Content starts

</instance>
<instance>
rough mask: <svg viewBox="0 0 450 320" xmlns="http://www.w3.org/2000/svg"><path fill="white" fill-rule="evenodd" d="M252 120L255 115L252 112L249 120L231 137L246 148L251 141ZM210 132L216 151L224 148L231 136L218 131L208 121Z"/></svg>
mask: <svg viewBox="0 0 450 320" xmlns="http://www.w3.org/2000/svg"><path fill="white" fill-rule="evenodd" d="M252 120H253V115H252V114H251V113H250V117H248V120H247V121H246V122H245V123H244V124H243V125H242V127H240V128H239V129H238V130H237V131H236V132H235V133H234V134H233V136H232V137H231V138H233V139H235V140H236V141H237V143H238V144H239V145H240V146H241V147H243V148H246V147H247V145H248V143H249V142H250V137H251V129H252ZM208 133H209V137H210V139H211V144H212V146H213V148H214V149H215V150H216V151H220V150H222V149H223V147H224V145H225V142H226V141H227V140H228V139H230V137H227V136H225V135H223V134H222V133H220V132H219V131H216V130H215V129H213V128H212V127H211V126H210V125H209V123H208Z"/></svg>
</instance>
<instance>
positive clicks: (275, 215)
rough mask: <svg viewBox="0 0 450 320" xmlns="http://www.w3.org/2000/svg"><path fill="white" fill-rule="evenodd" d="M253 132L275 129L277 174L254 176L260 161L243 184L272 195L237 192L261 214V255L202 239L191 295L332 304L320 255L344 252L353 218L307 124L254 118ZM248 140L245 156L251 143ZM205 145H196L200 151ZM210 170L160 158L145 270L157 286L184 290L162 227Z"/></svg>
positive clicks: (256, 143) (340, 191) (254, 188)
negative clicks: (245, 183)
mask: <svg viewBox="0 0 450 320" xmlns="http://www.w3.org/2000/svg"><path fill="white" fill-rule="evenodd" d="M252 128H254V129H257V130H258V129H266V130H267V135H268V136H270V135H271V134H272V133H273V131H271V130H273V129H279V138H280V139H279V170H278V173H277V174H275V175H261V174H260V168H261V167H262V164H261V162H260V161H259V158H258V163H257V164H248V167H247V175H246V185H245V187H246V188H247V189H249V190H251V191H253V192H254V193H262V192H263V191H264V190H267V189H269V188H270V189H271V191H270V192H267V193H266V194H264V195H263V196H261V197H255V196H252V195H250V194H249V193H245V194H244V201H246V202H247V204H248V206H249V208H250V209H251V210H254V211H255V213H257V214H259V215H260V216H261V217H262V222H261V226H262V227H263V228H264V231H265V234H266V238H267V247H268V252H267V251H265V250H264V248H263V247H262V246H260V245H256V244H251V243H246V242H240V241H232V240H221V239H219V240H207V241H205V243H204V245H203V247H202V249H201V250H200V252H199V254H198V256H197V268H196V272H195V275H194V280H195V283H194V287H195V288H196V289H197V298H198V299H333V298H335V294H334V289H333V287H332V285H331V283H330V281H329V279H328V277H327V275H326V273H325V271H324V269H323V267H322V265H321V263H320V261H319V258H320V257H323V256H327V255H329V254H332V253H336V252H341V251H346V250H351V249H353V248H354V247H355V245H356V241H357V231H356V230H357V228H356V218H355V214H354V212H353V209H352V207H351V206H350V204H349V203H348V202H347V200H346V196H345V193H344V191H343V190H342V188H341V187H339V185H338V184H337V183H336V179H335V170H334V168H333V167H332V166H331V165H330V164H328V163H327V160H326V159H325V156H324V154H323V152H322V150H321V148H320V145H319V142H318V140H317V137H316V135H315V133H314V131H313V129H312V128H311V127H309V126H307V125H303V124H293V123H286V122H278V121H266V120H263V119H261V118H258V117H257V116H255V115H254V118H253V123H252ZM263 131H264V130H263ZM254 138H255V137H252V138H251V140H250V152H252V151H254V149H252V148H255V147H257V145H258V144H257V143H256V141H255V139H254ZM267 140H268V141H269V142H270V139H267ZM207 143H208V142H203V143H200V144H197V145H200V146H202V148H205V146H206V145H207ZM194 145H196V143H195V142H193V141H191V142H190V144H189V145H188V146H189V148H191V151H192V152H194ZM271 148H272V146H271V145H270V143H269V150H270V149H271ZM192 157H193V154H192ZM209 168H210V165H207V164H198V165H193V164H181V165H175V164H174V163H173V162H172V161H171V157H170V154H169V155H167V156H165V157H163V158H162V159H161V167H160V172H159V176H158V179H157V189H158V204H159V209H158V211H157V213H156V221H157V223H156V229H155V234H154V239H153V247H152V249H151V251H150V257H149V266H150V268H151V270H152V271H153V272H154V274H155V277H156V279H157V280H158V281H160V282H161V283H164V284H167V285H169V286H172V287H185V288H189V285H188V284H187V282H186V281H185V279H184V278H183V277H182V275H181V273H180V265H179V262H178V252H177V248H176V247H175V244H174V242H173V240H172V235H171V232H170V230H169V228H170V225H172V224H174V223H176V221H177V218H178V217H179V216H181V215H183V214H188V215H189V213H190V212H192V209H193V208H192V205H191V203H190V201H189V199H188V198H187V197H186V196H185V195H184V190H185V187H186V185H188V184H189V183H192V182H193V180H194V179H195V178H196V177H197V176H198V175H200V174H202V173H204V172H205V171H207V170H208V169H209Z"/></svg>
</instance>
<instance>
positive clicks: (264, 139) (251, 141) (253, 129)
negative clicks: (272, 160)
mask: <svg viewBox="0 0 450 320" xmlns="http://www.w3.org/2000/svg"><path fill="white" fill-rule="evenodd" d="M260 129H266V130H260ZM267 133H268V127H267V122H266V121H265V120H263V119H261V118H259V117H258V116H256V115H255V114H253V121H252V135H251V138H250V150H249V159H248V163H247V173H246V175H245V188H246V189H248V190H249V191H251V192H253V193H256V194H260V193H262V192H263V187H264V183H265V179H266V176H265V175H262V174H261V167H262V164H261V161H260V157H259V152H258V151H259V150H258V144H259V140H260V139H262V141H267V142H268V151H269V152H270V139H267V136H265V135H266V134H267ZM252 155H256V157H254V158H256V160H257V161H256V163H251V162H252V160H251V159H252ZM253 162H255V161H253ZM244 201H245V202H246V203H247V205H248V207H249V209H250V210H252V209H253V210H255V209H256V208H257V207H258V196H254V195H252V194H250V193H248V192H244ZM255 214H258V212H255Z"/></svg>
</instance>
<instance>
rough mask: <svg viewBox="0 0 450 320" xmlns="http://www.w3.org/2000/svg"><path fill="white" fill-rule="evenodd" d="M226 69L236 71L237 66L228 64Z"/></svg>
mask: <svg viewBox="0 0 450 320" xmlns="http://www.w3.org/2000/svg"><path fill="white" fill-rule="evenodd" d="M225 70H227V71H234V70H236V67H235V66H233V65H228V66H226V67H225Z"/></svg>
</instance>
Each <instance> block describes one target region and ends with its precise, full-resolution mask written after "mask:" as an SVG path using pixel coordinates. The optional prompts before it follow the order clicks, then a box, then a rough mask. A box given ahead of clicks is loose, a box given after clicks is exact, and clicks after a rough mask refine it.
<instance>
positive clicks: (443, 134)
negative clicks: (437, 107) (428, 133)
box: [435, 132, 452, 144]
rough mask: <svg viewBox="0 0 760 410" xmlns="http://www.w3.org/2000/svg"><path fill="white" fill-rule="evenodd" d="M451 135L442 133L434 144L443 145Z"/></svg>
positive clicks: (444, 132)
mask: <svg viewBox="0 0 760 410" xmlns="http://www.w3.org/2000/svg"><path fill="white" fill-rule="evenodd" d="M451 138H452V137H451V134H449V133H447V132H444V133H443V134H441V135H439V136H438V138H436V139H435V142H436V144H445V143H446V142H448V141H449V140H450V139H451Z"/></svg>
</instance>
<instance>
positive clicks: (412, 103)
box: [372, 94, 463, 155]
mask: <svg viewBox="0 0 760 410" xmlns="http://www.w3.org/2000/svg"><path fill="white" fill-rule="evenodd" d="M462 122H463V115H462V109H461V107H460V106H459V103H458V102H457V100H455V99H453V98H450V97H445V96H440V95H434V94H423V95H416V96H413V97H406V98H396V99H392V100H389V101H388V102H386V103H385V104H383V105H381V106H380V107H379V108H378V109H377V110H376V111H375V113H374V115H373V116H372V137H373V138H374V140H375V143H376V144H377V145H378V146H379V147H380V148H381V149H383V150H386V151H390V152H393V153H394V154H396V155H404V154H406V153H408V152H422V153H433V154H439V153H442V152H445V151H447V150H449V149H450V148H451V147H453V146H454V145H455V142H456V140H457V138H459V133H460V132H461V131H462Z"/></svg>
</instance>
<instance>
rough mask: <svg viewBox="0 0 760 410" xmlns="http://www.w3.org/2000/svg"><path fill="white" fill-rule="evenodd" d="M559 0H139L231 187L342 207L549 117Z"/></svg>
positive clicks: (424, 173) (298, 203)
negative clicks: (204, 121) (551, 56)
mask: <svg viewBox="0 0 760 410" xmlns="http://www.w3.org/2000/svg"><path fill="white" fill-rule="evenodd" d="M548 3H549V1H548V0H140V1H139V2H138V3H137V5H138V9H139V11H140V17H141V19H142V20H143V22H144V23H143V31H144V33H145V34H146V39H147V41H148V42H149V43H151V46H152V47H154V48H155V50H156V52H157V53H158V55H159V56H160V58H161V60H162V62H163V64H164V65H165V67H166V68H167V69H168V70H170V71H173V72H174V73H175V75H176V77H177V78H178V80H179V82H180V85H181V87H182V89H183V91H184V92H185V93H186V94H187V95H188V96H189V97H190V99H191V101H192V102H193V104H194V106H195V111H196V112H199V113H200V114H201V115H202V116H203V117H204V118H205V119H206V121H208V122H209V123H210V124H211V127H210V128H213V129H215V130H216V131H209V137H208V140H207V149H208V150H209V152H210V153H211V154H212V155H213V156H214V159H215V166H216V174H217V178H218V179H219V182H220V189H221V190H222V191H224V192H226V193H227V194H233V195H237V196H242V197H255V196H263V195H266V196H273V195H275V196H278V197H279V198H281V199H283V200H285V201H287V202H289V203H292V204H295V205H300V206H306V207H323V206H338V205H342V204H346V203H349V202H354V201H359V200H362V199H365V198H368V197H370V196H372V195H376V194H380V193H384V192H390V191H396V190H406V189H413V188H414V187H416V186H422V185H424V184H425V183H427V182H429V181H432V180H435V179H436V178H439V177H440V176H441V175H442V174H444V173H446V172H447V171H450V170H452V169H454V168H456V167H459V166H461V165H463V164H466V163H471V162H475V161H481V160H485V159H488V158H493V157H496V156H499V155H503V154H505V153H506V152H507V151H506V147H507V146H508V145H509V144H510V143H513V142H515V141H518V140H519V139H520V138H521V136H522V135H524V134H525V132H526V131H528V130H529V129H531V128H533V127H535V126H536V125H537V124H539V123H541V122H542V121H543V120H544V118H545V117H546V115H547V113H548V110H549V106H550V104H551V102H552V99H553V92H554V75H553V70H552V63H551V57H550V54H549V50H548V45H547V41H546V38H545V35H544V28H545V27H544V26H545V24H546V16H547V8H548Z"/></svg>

Content ends

§ **YOUR TASK**: Since only part of the listing is wanted, copy exactly the lines from the one holding "120L255 115L252 112L249" to the one holding "positive clicks: (256, 143)", both included.

§ **ANSWER TO THIS TASK**:
rough mask: <svg viewBox="0 0 450 320" xmlns="http://www.w3.org/2000/svg"><path fill="white" fill-rule="evenodd" d="M252 120L255 115L252 112L249 120L231 137L246 148L251 141ZM210 132L216 151L224 148L231 136L218 131L208 121Z"/></svg>
mask: <svg viewBox="0 0 450 320" xmlns="http://www.w3.org/2000/svg"><path fill="white" fill-rule="evenodd" d="M252 120H253V115H252V114H251V113H250V117H248V120H247V121H246V122H245V123H244V124H243V125H242V127H240V128H239V129H238V130H237V131H236V132H235V133H234V134H233V136H232V137H231V138H233V139H235V140H236V141H237V143H238V144H239V145H240V146H241V147H243V148H246V147H247V145H248V143H249V142H250V137H251V129H252ZM208 133H209V137H210V139H211V144H212V146H213V148H214V149H215V150H216V151H220V150H222V149H223V147H224V145H225V142H226V141H227V140H228V139H230V137H227V136H225V135H223V134H222V133H220V132H219V131H216V130H215V129H213V128H212V127H211V126H210V125H209V123H208Z"/></svg>
</instance>
<instance>
positive clicks: (275, 215)
rough mask: <svg viewBox="0 0 450 320" xmlns="http://www.w3.org/2000/svg"><path fill="white" fill-rule="evenodd" d="M253 132L275 129L277 174L254 176L260 161L243 184L272 195L237 192L261 214V255L202 239L191 295L332 304L320 255L344 252L353 218L307 124L254 118ZM248 140L245 156L251 143ZM205 145H196L200 151ZM210 170L160 158L145 270L157 286L184 290L162 227Z"/></svg>
positive clicks: (256, 143) (340, 191) (254, 188)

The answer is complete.